YOUR INSTRUCTIONS: Please put every line of the data below into a JSON list of strings, one string per line, leaving out any blank lines.

(Location identification entries)
'''

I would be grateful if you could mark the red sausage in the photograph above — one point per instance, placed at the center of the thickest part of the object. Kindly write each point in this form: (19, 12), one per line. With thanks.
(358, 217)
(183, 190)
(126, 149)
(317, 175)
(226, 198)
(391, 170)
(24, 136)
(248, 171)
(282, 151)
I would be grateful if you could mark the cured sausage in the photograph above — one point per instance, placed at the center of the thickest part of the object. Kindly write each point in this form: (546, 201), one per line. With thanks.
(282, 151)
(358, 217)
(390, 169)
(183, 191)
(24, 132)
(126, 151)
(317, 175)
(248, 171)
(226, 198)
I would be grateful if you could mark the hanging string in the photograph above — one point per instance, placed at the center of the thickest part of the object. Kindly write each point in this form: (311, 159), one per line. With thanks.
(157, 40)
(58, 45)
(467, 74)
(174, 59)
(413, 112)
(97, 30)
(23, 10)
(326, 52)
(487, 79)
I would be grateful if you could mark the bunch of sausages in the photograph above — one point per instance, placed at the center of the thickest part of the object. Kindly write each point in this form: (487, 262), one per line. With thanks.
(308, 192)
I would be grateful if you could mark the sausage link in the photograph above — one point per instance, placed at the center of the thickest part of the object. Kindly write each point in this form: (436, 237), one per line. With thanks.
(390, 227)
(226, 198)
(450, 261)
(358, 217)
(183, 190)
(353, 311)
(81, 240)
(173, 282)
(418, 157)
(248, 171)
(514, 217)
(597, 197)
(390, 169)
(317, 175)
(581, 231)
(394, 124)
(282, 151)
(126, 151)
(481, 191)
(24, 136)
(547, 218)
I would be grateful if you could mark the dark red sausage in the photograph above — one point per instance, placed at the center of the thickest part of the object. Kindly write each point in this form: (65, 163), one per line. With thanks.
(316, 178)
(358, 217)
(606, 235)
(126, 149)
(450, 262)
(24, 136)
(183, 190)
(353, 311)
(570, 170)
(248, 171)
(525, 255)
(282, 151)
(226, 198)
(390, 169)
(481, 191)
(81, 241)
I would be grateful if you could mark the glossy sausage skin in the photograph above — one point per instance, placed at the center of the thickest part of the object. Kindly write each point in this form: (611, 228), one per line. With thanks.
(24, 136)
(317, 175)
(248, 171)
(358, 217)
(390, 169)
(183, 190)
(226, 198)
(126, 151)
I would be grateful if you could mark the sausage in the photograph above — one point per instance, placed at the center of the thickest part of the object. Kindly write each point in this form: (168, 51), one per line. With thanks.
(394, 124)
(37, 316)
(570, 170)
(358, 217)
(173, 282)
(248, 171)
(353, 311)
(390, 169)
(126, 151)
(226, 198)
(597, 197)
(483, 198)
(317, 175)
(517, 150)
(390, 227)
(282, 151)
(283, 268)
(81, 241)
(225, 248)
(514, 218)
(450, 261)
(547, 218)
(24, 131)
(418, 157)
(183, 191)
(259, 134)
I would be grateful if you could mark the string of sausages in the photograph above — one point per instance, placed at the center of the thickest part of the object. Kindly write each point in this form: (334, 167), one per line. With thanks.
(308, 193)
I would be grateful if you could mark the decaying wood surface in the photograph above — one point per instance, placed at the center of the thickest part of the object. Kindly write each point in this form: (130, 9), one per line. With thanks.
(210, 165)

'''

COMPLETE OUTPUT:
[
  "I would be grateful if you could mark the red sausage in the photograph above — one point per instance, placed at the center of the thickest part of the object. Kindly write each point in this form: (19, 12), one per line. With thanks.",
  "(358, 217)",
  "(183, 190)",
  "(126, 149)",
  "(317, 175)",
  "(226, 198)",
  "(391, 170)",
  "(24, 136)",
  "(248, 171)",
  "(282, 151)",
  "I would be grateful if you could mark the cured sausage in the photograph above — one point per instance, placed at the center of the thickest part of the object. Kindly write each point in this form: (546, 201), one per line. With thanks.",
  "(282, 151)",
  "(358, 217)",
  "(390, 169)",
  "(183, 191)",
  "(24, 132)",
  "(126, 151)",
  "(317, 175)",
  "(248, 171)",
  "(226, 198)",
  "I would be grateful if you could mark the hanging string in the photograph above — one point per instance, placed at the center of the thickest part of the object. Kindly write each point in this form: (311, 159), one per line. With thanks.",
  "(157, 40)",
  "(58, 45)",
  "(467, 74)",
  "(174, 59)",
  "(413, 112)",
  "(97, 30)",
  "(23, 10)",
  "(326, 52)",
  "(487, 79)",
  "I would be grateful if you could mark the bunch of sausages in the photograph above — one point per instance, placed at the center of the thickest part of the object. Kindly write each point in this form: (487, 262), one per line. With thanks.",
  "(308, 192)",
  "I would be grateful if you could mark the sausage link in the photograph above — one point per instance, placed at the center of the thickest part of the object. Kindly write each point in this form: (436, 237), one per line. With thanks.",
  "(390, 227)",
  "(226, 198)",
  "(450, 261)",
  "(358, 217)",
  "(183, 190)",
  "(353, 311)",
  "(81, 240)",
  "(173, 282)",
  "(418, 157)",
  "(248, 171)",
  "(514, 217)",
  "(597, 197)",
  "(390, 169)",
  "(317, 175)",
  "(581, 231)",
  "(394, 124)",
  "(282, 151)",
  "(126, 151)",
  "(481, 191)",
  "(24, 136)",
  "(547, 218)",
  "I would be grateful if you could mark the dark red sausage in the photograph above — one point per instance, placed at the center of the thickest part of the object. Kindly write each point in this form: (65, 163), one per line. With thanks.",
  "(316, 178)",
  "(358, 217)",
  "(606, 235)",
  "(126, 149)",
  "(450, 262)",
  "(24, 136)",
  "(183, 190)",
  "(353, 311)",
  "(570, 170)",
  "(248, 171)",
  "(525, 255)",
  "(282, 151)",
  "(226, 198)",
  "(390, 169)",
  "(481, 191)",
  "(81, 241)",
  "I would be grateful if you could mark the glossy sausage skin in the photograph above — one point per instance, placed at the center of the thickest part of the object. Kindly write each point in this form: (611, 228), one per line. With thanks.",
  "(24, 136)",
  "(317, 175)",
  "(248, 171)",
  "(358, 217)",
  "(390, 169)",
  "(183, 190)",
  "(226, 198)",
  "(126, 151)",
  "I would be grateful if you could mark the sausage in the photograph above — one point per instance, placed at the center of the thickest part of the object. Kindly write each point in this form: (168, 51), one per line. With thanks.",
  "(394, 124)",
  "(37, 316)",
  "(570, 170)",
  "(358, 217)",
  "(173, 282)",
  "(248, 171)",
  "(353, 311)",
  "(390, 169)",
  "(126, 151)",
  "(226, 198)",
  "(597, 197)",
  "(483, 198)",
  "(317, 175)",
  "(517, 150)",
  "(390, 227)",
  "(282, 151)",
  "(283, 268)",
  "(81, 241)",
  "(225, 248)",
  "(514, 218)",
  "(450, 261)",
  "(547, 218)",
  "(24, 131)",
  "(418, 157)",
  "(183, 191)",
  "(259, 134)",
  "I would be grateful if you could mark the string of sausages in the photograph above — one point per instance, placed at the center of the thickest part of the object. Kindly write each point in this form: (334, 167), one per line. With thanks.",
  "(308, 193)",
  "I would be grateful if you could mark the decaying wood surface in the photograph above — one point per instance, placed at the center of the thickest part of the object. Kindly write each point in this form: (130, 9), one per line. With thanks.",
  "(210, 165)"
]